**Ausgewählter Text**.

************

The Chieftains featuring Ry Cooder / San Patricio
San Patricio Spielzeit: 61:50
Medium: CD
Label: Concord (Universal), 2010
Stil: Folklore

Review vom 08.03.2010


Norbert Neugebauer
Die alten Herren sind immer wieder für eine Überraschung gut. Ohne große Vorankündigung legen uns die Grammy-Legenden The Chieftains und Ry Cooder (je sechs Awards) im Jahr 2010 erneut ein gemeinsames Album auf den Tisch. Bereits bei "Santiago" und "Long Black Vail" der Chieftains war der umtriebige Amerikaner mit an Bord. Während die Gralshüter der irischen Volkskunst das tun, was sie, wie wohl keine andere Band, am Besten können - die keltische Musik ihrer grünen Heimat im weltmusikalischen Kontext zu präsentieren, widmet sich Cooder auf "San Patricio" seinem liebsten Thema: Der profunden Erinnerung der Quellen der heutigen amerikanischen Musik und diverser Legenden des Landes. Und diesmal überquert er erneut den Rio Grande (schon bei "Chicken Skin Music" von 1976 waren die mexikanischen Mariachi-Klänge von Akkordeonist Flaco Jiminez tonangebend), um der vielfältigen Folklore des ungeliebten Nachbarstaates im Süden seine Referenz zu erweisen. Für die Chieftains ist es nach dem Platin-Album "Long Black Vail" die erste Studio-Produktion seit sechs Jahren.

************

**Datensätze**.
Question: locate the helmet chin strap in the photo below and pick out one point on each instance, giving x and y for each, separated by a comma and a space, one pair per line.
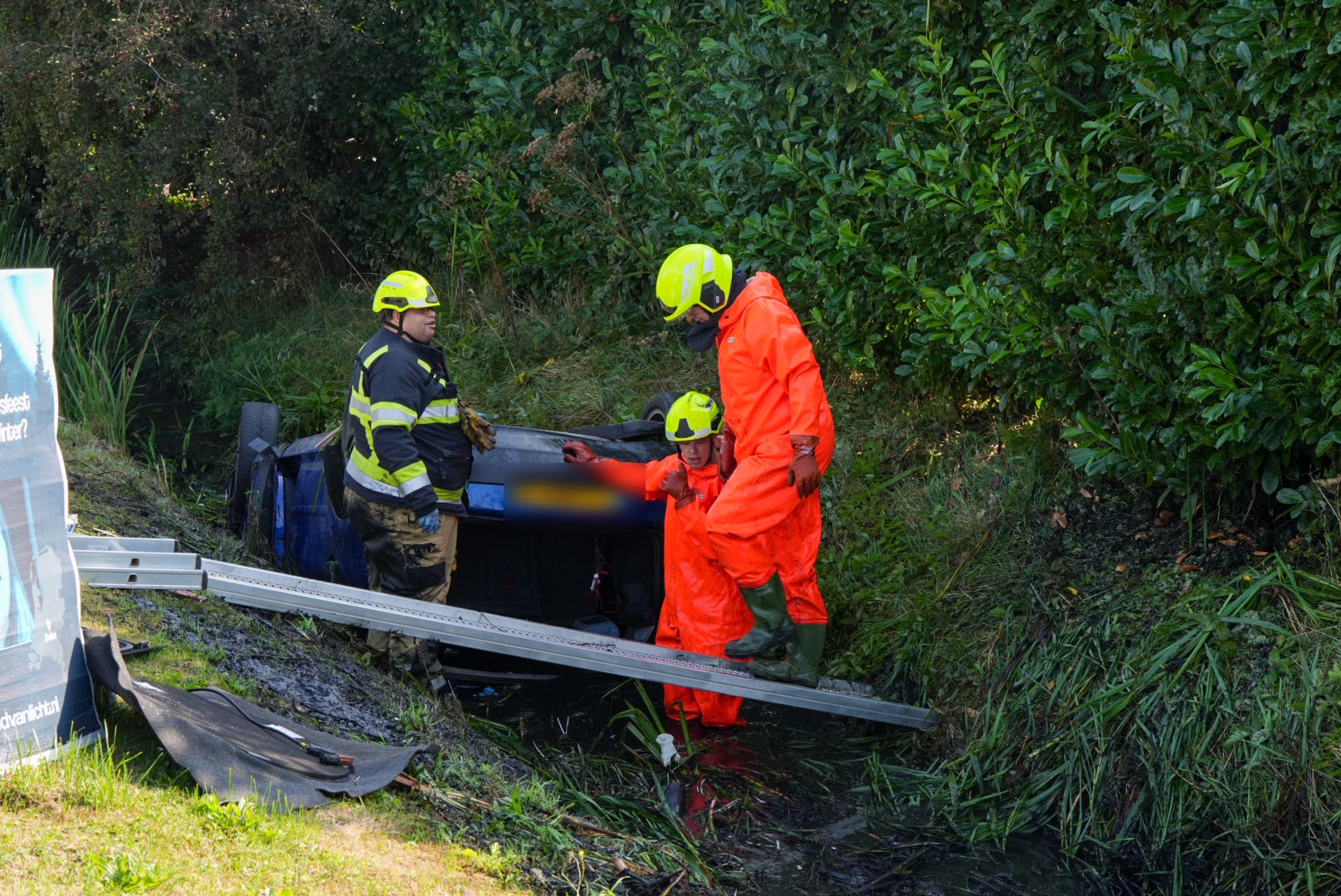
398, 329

************

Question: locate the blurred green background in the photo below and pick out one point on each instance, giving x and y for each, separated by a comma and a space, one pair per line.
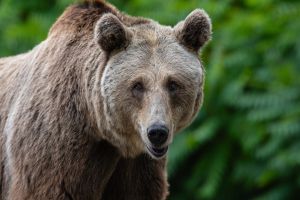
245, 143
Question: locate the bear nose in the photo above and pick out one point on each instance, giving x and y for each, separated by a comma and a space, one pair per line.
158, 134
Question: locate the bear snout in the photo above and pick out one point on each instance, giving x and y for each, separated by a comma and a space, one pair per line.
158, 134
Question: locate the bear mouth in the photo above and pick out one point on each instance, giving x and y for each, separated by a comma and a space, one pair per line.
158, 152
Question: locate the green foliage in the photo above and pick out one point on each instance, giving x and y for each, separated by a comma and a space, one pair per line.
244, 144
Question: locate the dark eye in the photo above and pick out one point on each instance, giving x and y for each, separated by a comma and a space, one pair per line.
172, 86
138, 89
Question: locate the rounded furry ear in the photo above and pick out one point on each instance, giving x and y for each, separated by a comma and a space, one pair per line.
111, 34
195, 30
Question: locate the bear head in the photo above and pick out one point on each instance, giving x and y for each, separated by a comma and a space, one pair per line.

************

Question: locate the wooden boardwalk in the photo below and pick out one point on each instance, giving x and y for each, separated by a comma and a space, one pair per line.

************

**Aufgaben**.
a – Welcher Akkordeonist prägte laut der Rezension mit mexikanischen Mariachi-Klängen das Album „Chicken Skin Music“?
b – Formatiere in den Datensätzen den Abschnitt von der Zeile mit „Question: locate the blurred“ bis einschließlich der Zeile mit „Question: locate the bear head“ als JSON-Liste von Zeichenketten, mit einem Eintrag pro Zeile und ohne Leerzeilen. Lass die Bilder dabei weg.

**Antworten**.
a – Flaco Jiminez

b –
[
  "Question: locate the blurred green background in the photo below and pick out one point on each instance, giving x and y for each, separated by a comma and a space, one pair per line.",
  "245, 143",
  "Question: locate the bear nose in the photo above and pick out one point on each instance, giving x and y for each, separated by a comma and a space, one pair per line.",
  "158, 134",
  "Question: locate the bear snout in the photo above and pick out one point on each instance, giving x and y for each, separated by a comma and a space, one pair per line.",
  "158, 134",
  "Question: locate the bear mouth in the photo above and pick out one point on each instance, giving x and y for each, separated by a comma and a space, one pair per line.",
  "158, 152",
  "Question: locate the green foliage in the photo above and pick out one point on each instance, giving x and y for each, separated by a comma and a space, one pair per line.",
  "244, 144",
  "Question: locate the dark eye in the photo above and pick out one point on each instance, giving x and y for each, separated by a comma and a space, one pair per line.",
  "172, 86",
  "138, 89",
  "Question: locate the rounded furry ear in the photo above and pick out one point on each instance, giving x and y for each, separated by a comma and a space, one pair per line.",
  "111, 34",
  "195, 30",
  "Question: locate the bear head in the photo above and pick out one point on each instance, giving x and y for each, separated by a comma and a space, one pair per line."
]